[Given data]
Start of Block
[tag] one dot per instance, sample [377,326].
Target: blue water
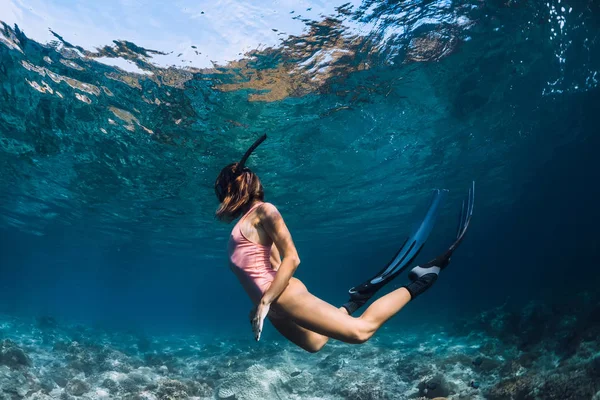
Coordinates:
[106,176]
End of Block
Start of Block
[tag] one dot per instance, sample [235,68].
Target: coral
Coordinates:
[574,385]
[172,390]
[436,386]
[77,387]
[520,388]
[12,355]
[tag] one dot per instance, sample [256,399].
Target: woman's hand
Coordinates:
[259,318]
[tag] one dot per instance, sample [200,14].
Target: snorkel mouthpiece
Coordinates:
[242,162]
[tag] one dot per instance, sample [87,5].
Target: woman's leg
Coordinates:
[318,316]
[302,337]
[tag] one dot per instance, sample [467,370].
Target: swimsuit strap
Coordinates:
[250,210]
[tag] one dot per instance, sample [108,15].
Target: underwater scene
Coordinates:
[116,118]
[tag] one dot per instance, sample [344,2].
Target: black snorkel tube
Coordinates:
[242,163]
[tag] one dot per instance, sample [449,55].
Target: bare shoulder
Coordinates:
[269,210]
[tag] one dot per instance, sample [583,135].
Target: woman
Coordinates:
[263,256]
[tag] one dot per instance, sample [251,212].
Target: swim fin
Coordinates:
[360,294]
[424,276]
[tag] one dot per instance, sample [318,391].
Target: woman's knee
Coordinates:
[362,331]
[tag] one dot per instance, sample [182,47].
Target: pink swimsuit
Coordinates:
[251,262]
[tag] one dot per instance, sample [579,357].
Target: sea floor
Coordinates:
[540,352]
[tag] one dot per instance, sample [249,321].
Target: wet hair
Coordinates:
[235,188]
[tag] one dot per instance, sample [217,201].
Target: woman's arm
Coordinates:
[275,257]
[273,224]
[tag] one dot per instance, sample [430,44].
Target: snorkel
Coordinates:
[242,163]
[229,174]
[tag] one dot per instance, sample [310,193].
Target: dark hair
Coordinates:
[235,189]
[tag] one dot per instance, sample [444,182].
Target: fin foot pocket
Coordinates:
End of Block
Start of Block
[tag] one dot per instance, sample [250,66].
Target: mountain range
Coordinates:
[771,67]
End of Block
Go over the listing above and say how many lines contain the word "snorkel". Please give the number only.

3